* _ACTIVITY_
Repeat each line of the material word for word.

- - - - -

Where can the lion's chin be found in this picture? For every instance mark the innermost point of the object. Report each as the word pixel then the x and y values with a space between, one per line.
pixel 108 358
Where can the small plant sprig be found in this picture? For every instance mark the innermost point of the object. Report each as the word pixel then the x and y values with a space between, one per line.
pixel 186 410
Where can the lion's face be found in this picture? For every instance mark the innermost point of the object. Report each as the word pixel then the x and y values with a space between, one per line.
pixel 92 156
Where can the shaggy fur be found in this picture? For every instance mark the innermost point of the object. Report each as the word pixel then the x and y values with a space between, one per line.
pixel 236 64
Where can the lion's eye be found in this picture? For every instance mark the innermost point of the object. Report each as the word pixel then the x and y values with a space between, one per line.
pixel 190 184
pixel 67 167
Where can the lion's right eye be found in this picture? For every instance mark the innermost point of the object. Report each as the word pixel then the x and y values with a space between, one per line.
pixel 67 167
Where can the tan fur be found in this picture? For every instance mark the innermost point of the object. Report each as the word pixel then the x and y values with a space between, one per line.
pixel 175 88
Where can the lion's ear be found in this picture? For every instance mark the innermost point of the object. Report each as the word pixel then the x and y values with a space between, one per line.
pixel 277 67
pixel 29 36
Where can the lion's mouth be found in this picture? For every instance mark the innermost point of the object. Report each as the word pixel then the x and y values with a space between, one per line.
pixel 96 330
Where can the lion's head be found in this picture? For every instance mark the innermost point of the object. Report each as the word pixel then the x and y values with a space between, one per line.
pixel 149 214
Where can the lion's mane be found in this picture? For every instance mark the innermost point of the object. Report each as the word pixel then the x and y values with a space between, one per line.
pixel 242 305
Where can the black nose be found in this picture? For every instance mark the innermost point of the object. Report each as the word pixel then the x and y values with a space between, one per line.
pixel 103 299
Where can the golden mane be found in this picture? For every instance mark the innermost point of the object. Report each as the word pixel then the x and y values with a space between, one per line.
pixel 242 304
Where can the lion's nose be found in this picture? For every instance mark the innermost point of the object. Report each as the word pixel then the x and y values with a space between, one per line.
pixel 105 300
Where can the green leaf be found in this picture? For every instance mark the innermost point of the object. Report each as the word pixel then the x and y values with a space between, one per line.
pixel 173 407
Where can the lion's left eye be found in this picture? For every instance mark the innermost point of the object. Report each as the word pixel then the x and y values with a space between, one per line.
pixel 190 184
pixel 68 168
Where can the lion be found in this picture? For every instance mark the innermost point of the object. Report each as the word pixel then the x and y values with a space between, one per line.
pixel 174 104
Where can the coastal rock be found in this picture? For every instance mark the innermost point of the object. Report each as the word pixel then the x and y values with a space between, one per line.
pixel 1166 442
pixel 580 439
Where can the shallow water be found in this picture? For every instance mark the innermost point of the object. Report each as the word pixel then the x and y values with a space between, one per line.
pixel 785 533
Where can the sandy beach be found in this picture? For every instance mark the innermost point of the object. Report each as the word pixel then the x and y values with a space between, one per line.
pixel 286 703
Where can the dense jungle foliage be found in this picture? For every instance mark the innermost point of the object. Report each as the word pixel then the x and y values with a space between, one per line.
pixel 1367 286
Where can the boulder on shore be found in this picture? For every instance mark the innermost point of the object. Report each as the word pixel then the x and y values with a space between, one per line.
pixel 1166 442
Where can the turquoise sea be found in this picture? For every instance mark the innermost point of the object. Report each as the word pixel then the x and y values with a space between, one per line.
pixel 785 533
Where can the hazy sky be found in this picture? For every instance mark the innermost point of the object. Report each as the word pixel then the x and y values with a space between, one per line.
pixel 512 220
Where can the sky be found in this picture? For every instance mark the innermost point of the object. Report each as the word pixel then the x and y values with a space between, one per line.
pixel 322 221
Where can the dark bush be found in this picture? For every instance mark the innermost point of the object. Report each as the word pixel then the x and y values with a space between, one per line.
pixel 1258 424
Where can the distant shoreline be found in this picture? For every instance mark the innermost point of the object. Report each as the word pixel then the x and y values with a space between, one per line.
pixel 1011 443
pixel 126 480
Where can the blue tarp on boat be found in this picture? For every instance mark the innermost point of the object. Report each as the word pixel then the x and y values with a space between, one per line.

- - - - -

* _ANSWER TO THIS TASK_
Where can the lion's chin be found in this picture? For every instance mark the innermost point of the object. Report each as the word pixel then the x and y values with a space between, one per line.
pixel 108 358
Where can the small plant sprig be found in this picture? For every instance mark the innermost point of the object. Report each as the word pixel then the x and y values with a space between, one per line.
pixel 186 410
Where can the lion's face be found in this picture? For every instance mark the innermost point of the object. Report each as the word pixel then the x and y values with a space between, one per line.
pixel 92 156
Where can the shaggy fur be found in this picture? For every instance mark the innermost point of the object. Report each as the word pixel then the x and y values with a space between, one per line.
pixel 236 64
Where can the lion's eye be found in this picture? For every instance mark the innermost point of the object. Report each as the word pixel then the x and y values with a space between, one per line.
pixel 190 184
pixel 67 167
Where can the lion's right eye be found in this picture? For every instance mark the innermost point of the object. Report each as the word pixel then the x and y values with a space between, one per line.
pixel 67 167
Where can the tan fur be found in this picture? For every instance mark the innermost point of the object. Report each as the word pixel then the x and y values with a space between, one per line.
pixel 175 88
Where can the lion's ear be found in this picture? For every instance mark the innermost point of the object. Report each as the word pixel then the x and y values with a space between, one per line.
pixel 277 67
pixel 29 36
Where can the lion's mouth be found in this picture? For every instance mark the innermost point of the object. Report each as the word pixel then the x and y values with a space between, one per line.
pixel 96 330
Where can the lion's head be found in this picture? For every instance mark the innermost point of the object. Report each as the word pixel then the x and y values with a space between, one per line.
pixel 149 214
Where can the lion's mane be found in this picture? For every instance mark the innermost point of the object. Report each as the word pixel then the x and y values with a space between, one per line.
pixel 242 305
Where can the black nose be found in this picture? For every instance mark the innermost point of the object. Report each as the word pixel then the x and y values with a space between, one per line.
pixel 103 299
Where can the golden mane be found in this picture? For every instance mark the innermost point of the object. Report each as the word pixel then the x and y values with a space between, one per line.
pixel 242 304
Where can the lion's nose be found in this picture? For every instance mark the innermost point of the object. Report each as the word pixel then the x and y values with a space between, one per line.
pixel 105 300
Where can the green leaf be found in this picture? For every instance mark the innermost point of the object. Report each as the word pixel then the x and y values with a space between, one per line.
pixel 173 407
Where can the lion's left eye be found in this picture? For every instance mark the innermost point of the object. Report each as the word pixel then the x and y values with a space between, one per line.
pixel 190 184
pixel 68 168
Where can the lion be found in this picture? For every instance mark the innermost point of the object. Report each as the word pixel then the x and y values with a space between, one per line.
pixel 174 104
Where can the coastal rock be found in this picture? For every instance mark the innermost point of the object. Report each as the word pixel then the x and y values with a space between, one per line.
pixel 1166 442
pixel 580 439
Where can the shallow water be found in this picture? For every instance mark the innermost point of the object. Report each as the word pixel then the x and y values with a space between, one per line.
pixel 785 533
Where can the sandy beach be found in this picture? For every instance mark the innermost point of the object. Report each as the word pixel then the x and y values with a space between, one per line.
pixel 286 703
Where can the dense jungle foliage be found in this picture? For every instance mark the innermost point of the object. Report each as the word pixel then the x and y values with a space between, one per line.
pixel 1367 286
Where can the boulder on shore be found in this picture? For every instance mark the innermost point of the object. Report each as the word pixel then the x and y values with a space between, one per line.
pixel 1166 442
Where can the turquoise sea be found in this picture? For every instance mark the innermost point of the object. Report each as the word pixel then the x and y values with a space between, one per line.
pixel 785 533
Where can the hazy sky be found in this picture? For every instance mark the innermost point of the object. Report each as the word pixel then the x and y values with a space between, one per line.
pixel 512 220
Where can the sky be found in this picture? For every instance mark the innermost point of the object. Report each as the word pixel then the x and y values with a space between, one per line.
pixel 322 221
Where can the dark bush be found in this picture? For every instance mark the innermost point of the object. Report each as the word pixel then the x and y values with a space between, one per line.
pixel 1258 424
Where can the distant shoreline be found in this picture? For every instance mark the innermost point of the object. Report each as the word pixel then the x and y values with a space between, one per line.
pixel 1011 443
pixel 126 480
Where can the blue tarp on boat be found in this picture? For every instance mark the innermost point of the object. Report each as the word pixel then the x and y values with a space between, one per line.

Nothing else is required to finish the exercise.